## RECORD EXCERPTS
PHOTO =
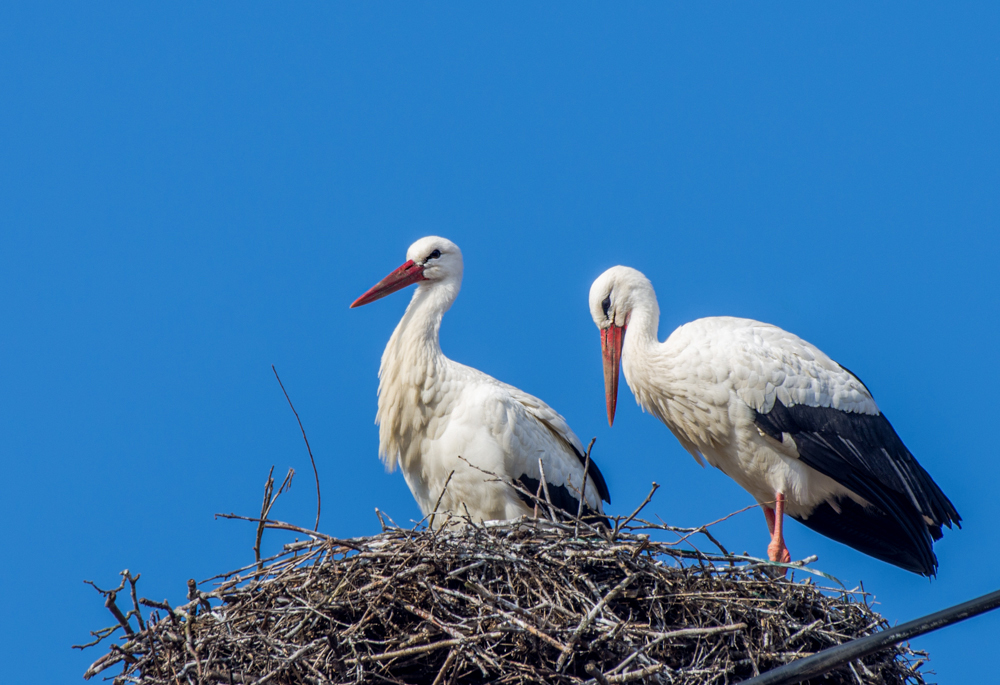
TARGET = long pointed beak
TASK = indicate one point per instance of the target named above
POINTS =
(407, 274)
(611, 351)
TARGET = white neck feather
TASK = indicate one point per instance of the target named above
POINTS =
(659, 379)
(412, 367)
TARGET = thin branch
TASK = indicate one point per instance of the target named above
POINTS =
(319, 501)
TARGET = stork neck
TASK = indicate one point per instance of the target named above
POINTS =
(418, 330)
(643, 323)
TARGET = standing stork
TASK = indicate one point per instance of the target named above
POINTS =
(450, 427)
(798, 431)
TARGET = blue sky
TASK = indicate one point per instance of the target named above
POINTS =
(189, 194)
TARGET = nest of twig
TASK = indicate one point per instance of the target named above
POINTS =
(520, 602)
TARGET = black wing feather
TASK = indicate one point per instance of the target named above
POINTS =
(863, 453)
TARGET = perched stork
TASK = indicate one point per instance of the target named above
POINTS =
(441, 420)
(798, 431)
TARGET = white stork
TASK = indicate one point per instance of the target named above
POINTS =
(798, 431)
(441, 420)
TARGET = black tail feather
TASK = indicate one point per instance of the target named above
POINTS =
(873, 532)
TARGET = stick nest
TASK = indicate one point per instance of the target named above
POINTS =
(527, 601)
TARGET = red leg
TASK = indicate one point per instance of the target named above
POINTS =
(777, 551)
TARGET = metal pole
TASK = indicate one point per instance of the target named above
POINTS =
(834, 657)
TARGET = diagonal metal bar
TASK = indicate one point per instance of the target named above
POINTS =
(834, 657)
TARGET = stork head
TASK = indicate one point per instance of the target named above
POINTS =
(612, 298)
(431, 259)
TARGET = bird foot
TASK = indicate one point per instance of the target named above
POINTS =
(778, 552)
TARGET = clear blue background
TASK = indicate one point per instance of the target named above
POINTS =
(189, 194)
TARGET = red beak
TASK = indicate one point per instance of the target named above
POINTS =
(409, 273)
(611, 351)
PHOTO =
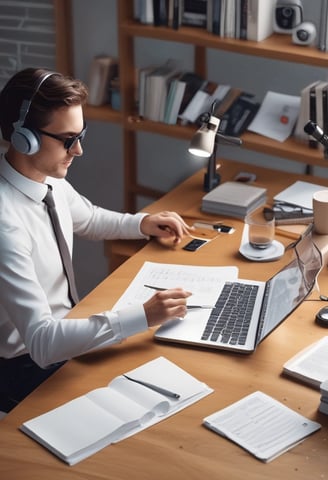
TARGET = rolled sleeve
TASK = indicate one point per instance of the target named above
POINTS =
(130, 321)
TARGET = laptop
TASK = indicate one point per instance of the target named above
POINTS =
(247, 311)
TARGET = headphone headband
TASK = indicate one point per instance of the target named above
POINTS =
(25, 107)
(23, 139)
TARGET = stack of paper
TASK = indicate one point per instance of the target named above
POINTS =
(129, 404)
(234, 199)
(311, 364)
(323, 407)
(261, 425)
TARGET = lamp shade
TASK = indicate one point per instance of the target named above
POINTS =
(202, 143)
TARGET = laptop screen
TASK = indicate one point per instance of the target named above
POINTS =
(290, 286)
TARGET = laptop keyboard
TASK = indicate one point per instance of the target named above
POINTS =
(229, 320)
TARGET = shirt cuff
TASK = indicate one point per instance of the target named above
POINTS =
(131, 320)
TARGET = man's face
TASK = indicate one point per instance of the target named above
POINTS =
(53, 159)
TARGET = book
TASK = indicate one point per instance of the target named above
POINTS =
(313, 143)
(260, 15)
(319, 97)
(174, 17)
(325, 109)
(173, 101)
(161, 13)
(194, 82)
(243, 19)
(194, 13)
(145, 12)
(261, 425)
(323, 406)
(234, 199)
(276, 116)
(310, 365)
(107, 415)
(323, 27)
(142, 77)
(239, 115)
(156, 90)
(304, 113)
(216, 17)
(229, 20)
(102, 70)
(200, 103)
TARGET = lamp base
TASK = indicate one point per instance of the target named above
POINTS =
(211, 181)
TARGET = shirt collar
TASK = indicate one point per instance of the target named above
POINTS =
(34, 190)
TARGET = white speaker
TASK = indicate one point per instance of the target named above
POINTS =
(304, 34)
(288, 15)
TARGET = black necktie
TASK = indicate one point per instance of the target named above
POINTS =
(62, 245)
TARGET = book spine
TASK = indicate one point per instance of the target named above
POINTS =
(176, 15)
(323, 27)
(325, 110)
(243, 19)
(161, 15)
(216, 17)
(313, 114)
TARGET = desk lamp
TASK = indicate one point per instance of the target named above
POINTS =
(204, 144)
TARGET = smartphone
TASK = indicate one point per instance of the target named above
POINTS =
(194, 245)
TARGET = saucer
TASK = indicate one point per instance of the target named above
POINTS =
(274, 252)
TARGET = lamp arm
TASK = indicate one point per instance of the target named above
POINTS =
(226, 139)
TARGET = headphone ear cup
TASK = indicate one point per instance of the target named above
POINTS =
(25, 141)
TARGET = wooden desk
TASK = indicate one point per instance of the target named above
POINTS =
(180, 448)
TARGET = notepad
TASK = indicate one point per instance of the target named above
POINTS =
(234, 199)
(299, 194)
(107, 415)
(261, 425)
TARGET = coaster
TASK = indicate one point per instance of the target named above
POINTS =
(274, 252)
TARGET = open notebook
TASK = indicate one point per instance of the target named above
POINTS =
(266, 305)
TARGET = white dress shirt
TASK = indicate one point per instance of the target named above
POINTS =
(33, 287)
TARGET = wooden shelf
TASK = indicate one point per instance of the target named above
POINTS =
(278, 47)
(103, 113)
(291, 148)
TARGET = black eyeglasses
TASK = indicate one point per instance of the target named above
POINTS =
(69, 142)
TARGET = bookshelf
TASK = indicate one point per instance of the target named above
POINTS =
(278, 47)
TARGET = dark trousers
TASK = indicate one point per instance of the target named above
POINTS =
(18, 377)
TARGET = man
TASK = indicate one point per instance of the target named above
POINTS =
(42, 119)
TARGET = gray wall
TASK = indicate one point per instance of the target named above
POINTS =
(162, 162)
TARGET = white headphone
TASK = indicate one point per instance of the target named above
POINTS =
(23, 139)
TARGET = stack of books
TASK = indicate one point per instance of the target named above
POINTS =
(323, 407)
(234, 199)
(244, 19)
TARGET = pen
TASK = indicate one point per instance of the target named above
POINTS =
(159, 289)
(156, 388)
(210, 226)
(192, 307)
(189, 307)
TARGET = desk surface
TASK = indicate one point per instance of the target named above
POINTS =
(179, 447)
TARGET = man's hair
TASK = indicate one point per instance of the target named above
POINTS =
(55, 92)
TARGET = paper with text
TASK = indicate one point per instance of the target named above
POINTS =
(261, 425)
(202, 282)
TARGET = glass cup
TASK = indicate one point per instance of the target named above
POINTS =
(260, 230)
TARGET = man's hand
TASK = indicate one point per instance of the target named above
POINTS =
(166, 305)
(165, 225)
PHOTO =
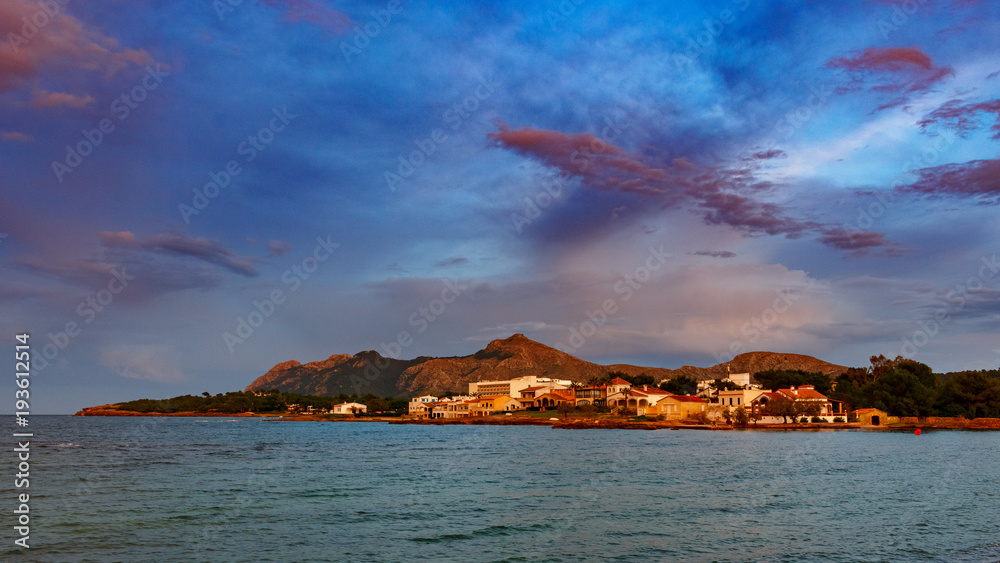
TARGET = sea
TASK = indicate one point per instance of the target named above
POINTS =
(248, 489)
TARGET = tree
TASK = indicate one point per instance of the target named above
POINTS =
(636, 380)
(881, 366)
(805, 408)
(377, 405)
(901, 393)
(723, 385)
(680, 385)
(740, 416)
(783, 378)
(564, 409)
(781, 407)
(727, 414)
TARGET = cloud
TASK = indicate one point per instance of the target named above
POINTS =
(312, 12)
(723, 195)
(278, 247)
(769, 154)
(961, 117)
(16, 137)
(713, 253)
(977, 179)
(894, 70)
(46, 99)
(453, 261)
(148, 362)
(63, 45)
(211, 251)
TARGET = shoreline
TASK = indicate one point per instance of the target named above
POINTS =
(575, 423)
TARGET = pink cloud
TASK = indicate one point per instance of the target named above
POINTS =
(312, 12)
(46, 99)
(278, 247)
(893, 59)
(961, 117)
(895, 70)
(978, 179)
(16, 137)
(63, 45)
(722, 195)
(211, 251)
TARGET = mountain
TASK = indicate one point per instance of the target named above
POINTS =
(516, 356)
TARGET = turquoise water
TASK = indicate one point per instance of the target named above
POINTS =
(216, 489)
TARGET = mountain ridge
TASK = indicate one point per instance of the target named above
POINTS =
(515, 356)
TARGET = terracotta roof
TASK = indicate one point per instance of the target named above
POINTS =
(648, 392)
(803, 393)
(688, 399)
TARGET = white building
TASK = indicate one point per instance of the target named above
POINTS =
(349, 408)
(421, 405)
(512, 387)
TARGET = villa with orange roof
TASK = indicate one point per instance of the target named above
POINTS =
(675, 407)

## SHORT EXERCISE
Scale the lines from the line containing "TARGET = white building" up to and including the last line of the records. Write every line out again, requests included, with each point coordinate multiplied by 2.4 and rounded to a whole number, halves rounding up.

## RESULT OF THE EXERCISE
TARGET = white building
TASK = indicate one point per instance of the target named above
POINTS =
(838, 979)
(1010, 972)
(1229, 929)
TARGET = villa with orange roof
TASK = indicate one point per instance of the target named above
POINTS =
(1620, 977)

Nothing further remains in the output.